• **SOURCE EXCERPT**
Court of Criminal Appeal
Supreme Court
New South Wales
- Amendment notes
Medium Neutral Citation: GP v Regina [2017] NSWCCA 200 Hearing dates: 16 August 2017 Date of orders: 23 August 2017 Decision date: 23 August 2017 Before: Macfarlan JA at [1]
Button J at [2]
Hamill J at [3]Decision: 1. Application for leave to appeal granted.
2. Appeal upheld.
3. Quash the aggregate sentence imposed by Judge Norton SC.
4. In lieu thereof, the applicant is sentenced to an aggregate non-parole period of six years commencing 1 December 2018 and expiring on 30 November 2024. There will be a balance of term of four years commencing on 1 December 2024 and expiring 30 November 2028.Catchwords: CRIMINAL APPEAL – application for leave to appeal against sentence – serious child sexual assault offences – special circumstances – where sentence accumulated on pre-existent sentences – where result of accumulation was to reduce period during which offender eligible for parole – where resultant non-parole period 81% of total sentence – whether result of accumulation inadvertent – appeal allowed and offender re-sentenced Legislation Cited: Crimes (Sentencing Procedure) Act 1999 (NSW)
Sentencing Act 1989 (NSW)Cases Cited: Kentwell v The Queen (2014) 252 CLR 601 at [42]; [2014] HCA 37
McKittrick v R [2014] NSWCCA 128
R v Bolamatu [2002] NSWCCA
R v Brindley (1993) 66 A Crim R 204
R v Close (1992) 31 NSWLR 743
R v GDR (1994) 35 NSWLR 376
R v Gill [2002] NSWCCA 93
R v Simpson (1992) 61 A Crim R 58
Stoeski v R [2014] NSWCCA 161
Tuivaga v R [2015] NSWCCA 145Category: Principal judgment Parties: GP (Applicant)
Regina (Respondent Crown)Representation: Counsel:
Solicitors:
Mr T Quilter (Applicant)
Ms M England (Respondent Crown)
William O’Brien & Ross Hudson Solicitors (Applicant)
Solicitor for Public Prosecutions (Respondent Crown)
File Number(s): 2012/291238 Publication restriction: No publication of the name of the applicant or the victims. Decision under appeal
- Court or tribunal:
- District Court of New South Wales
- Jurisdiction:
- Criminal
- Date of Decision:
- 15 April 2016
- Before:
- Judge Norton SC
- File Number(s):
- 2012/291238
Judgment
-
MACFARLAN JA: I agree with Hamill J.
-
BUTTON J: I agree with Hamill J.
-
HAMILL J: The applicant (whose name is subject to a non-publication order) seeks leave to appeal against an aggregate sentence imposed by her Honour Judge Norton SC in the District Court sitting at Parramatta on 15 April 2016. He was sentenced in respect of three offences committed in 2004 and 2005 of which he was found guilty by a jury on 1 June 2015. There were two counts of committing an act of indecency on a child under the age of ten years and one count of sexual intercourse with a child less than ten years. [1]
1. The maximum penalties for these offences are 7 and 25 years. There is a standard non-parole period of 15 years for the sexual intercourse offence.

• **EXERCISE DETAILS**
In the judgment excerpt, where was the District Court sitting when it imposed the sentence under appeal?

• **DATASET EXCERPTS**
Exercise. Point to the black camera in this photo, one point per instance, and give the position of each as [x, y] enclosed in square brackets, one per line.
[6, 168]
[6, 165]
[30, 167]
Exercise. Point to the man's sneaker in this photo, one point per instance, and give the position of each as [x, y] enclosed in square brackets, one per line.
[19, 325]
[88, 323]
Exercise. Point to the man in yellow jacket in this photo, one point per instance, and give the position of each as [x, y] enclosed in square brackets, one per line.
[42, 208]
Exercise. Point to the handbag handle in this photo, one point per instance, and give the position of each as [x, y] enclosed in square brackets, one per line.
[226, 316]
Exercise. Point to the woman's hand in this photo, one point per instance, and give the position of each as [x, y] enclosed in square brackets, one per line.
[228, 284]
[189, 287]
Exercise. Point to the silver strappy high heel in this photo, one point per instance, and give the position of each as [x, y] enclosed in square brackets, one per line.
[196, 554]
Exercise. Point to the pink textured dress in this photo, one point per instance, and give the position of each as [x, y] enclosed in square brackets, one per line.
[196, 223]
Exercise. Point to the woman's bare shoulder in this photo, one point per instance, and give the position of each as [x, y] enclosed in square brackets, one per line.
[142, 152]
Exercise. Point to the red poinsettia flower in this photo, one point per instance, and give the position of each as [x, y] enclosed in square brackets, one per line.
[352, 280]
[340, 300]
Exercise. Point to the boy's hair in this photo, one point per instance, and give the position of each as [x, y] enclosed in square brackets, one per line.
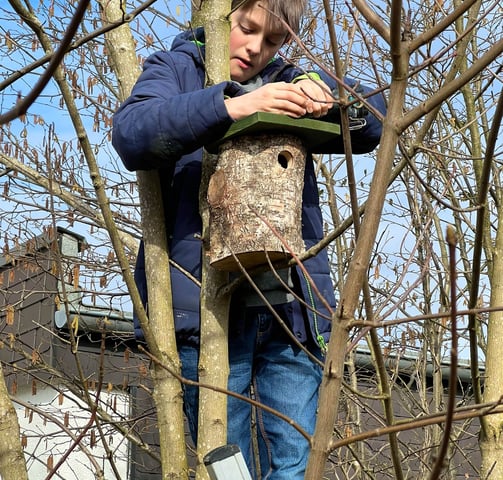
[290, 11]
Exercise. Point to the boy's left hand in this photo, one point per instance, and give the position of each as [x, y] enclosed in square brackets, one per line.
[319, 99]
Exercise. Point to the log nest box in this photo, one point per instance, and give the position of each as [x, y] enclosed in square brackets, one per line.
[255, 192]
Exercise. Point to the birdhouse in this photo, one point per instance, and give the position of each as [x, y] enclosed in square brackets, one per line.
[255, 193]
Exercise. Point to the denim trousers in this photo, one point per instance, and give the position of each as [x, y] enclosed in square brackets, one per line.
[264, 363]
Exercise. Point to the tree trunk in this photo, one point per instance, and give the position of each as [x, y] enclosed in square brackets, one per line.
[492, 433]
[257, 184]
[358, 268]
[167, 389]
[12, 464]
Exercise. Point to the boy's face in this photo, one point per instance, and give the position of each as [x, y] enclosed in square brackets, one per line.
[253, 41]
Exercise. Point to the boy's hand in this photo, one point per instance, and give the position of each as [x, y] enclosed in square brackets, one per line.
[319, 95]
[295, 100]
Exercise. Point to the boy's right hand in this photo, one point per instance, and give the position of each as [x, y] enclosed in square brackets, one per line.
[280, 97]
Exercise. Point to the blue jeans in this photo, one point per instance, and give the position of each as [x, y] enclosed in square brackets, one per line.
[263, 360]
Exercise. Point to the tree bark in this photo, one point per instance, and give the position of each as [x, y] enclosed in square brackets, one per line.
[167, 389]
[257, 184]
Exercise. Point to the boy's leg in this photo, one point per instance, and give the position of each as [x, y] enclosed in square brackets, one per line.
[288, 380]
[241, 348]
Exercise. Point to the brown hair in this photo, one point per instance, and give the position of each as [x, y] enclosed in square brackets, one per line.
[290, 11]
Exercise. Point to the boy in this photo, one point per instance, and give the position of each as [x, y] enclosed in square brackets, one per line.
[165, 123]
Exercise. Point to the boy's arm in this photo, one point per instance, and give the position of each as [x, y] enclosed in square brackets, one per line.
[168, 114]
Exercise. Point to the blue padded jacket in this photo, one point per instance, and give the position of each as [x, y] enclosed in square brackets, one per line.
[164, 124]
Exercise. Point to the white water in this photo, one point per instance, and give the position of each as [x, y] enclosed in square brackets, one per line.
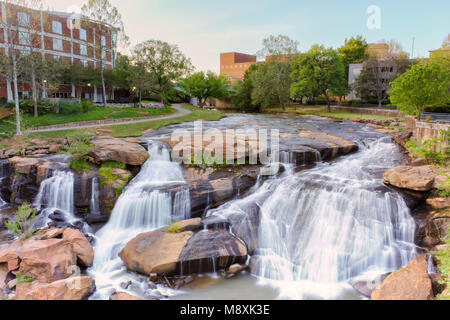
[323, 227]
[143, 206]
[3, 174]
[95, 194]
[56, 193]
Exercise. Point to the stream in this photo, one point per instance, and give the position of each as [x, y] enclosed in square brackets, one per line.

• **CORRECT ANSWER**
Parramatta